DIRECTIONS FOR THIS TASK - Locate "point(25, 60)" in the data below, then output the line it is on and all following lines through the last, word for word. Skip any pictures.

Saved data entries:
____

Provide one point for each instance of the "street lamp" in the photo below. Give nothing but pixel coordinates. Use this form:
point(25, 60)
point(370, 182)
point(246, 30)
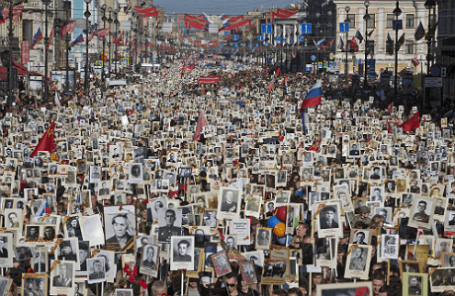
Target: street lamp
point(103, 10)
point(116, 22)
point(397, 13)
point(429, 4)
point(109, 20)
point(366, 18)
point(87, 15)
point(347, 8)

____

EXERCISE OUTPUT -
point(25, 60)
point(370, 182)
point(246, 30)
Target: street lamp
point(103, 10)
point(116, 22)
point(397, 13)
point(429, 4)
point(109, 20)
point(366, 18)
point(87, 15)
point(347, 8)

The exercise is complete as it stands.